DOCUMENT TEXT: Begin

SAN FRANCISCO (KGO) — Real estate agent Eli Meyskins with AMSI, says now might be the best time to rent in San Francisco.
One of his listings is one bedroom apartment with a remodeled kitchen and bathroom in San Francisco’s Nob Hill neighborhood. It rents for $2,000 a month. That’s 25 percent less than last year. And, the first month is free. He has two units available in the eight-unit building on Washington Street.
“(They are) 600-650 square feet. Nice, classic San Francisco apartments. In any other given time, they would have been rented immediately,” says Meyskens.
Crystal Chen is an analyst with the rental website Zumper. She says 2020 was a year of unprecedented decline in rents for the Bay Area.
According to Zumper, San Francisco had the biggest drop for a one bedroom apartment in the entire country. Rents are down 23 percent. Oakland is down 19 percent and 15 percent in San Jose.
“Priorities of renters really shifted away from big city amenities, like night life and going out, and towards space and affordability,” explains Chen.

DOCUMENT TEXT: End

◆ WORK REQUEST 1:
In the article on San Francisco rents, rewrite the paragraph beginning "One of his listings" as a short bulleted list that keeps its main facts.
◆ WORK REQUEST 2:
According to Zumper, as reported in the article on San Francisco rents, how much have one-bedroom rents dropped in Oakland?

DATA FOR REVIEW: Begin

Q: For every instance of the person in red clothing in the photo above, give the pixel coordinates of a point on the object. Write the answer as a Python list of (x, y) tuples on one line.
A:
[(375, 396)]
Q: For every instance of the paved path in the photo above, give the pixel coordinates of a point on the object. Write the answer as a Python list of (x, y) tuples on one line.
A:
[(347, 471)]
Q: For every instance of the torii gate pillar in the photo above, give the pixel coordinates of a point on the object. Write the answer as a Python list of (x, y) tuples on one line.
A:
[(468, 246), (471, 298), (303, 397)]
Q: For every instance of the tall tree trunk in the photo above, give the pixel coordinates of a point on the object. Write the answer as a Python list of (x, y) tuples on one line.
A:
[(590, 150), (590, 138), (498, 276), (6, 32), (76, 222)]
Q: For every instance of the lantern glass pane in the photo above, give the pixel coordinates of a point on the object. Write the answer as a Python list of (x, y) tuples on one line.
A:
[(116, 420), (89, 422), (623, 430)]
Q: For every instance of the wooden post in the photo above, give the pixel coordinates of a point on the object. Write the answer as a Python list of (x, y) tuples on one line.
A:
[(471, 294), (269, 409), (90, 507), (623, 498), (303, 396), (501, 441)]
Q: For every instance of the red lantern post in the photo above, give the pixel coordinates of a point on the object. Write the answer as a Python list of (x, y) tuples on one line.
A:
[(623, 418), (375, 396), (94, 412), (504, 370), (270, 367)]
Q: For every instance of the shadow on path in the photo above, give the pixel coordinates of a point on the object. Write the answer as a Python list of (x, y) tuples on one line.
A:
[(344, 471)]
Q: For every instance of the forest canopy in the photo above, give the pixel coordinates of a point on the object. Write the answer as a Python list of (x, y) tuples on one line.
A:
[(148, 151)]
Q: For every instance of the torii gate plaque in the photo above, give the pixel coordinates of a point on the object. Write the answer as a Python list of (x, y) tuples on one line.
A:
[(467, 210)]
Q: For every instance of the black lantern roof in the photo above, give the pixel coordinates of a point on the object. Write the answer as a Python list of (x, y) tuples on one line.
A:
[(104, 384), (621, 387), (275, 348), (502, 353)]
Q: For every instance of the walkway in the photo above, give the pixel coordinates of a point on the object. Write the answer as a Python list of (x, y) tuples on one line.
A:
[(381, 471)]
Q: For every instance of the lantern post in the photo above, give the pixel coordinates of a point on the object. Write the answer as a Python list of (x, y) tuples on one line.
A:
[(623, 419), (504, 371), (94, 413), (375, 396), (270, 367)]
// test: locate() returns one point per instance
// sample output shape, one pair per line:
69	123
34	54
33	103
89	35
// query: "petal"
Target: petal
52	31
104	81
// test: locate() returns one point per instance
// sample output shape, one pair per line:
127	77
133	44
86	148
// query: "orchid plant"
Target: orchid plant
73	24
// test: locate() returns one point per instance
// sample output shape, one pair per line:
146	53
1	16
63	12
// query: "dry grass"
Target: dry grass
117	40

DATA FOR REVIEW: End
DATA FOR REVIEW: Begin

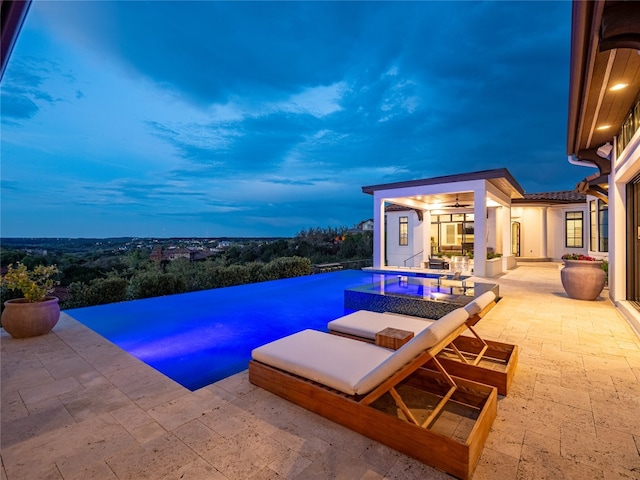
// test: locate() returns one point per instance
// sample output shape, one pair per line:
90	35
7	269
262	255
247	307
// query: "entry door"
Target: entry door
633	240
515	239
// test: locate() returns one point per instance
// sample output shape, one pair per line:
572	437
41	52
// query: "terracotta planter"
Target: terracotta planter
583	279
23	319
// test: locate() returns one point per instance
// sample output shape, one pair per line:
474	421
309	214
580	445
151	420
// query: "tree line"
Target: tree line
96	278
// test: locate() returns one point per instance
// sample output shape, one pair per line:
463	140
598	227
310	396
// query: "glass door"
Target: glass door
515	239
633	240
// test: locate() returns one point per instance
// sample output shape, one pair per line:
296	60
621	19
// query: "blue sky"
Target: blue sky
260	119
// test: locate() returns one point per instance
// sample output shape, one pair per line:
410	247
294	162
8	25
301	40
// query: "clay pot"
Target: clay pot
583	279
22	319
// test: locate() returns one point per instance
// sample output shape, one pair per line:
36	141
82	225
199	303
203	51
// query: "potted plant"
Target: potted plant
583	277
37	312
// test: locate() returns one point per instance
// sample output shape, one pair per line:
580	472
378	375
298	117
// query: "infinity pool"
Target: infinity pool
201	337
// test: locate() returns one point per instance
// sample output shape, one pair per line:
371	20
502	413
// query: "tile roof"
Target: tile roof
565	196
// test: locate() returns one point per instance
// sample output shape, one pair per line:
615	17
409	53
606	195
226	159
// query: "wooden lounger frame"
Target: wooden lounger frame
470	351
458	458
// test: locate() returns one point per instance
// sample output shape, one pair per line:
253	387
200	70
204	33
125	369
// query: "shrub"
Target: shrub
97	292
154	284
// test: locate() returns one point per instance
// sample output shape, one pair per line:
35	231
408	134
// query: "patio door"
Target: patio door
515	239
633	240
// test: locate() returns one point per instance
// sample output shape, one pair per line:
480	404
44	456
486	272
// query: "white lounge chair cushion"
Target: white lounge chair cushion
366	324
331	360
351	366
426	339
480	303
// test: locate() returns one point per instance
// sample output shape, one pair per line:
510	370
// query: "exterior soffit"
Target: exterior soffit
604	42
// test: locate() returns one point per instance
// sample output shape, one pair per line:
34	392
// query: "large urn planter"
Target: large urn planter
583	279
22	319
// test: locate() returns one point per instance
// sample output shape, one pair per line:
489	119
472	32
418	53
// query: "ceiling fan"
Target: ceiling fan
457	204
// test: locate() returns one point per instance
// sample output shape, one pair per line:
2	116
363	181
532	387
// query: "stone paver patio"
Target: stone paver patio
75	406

DATA FOR REVIEW: End

◆ WORKED SOLUTION 1:
- One-bedroom apartment in San Francisco's Nob Hill neighborhood, with a remodeled kitchen and bathroom
- Rent: $2,000 a month, 25 percent less than last year
- First month free
- Two units available in an eight-unit building on Washington Street

◆ WORKED SOLUTION 2:
They are down 19 percent.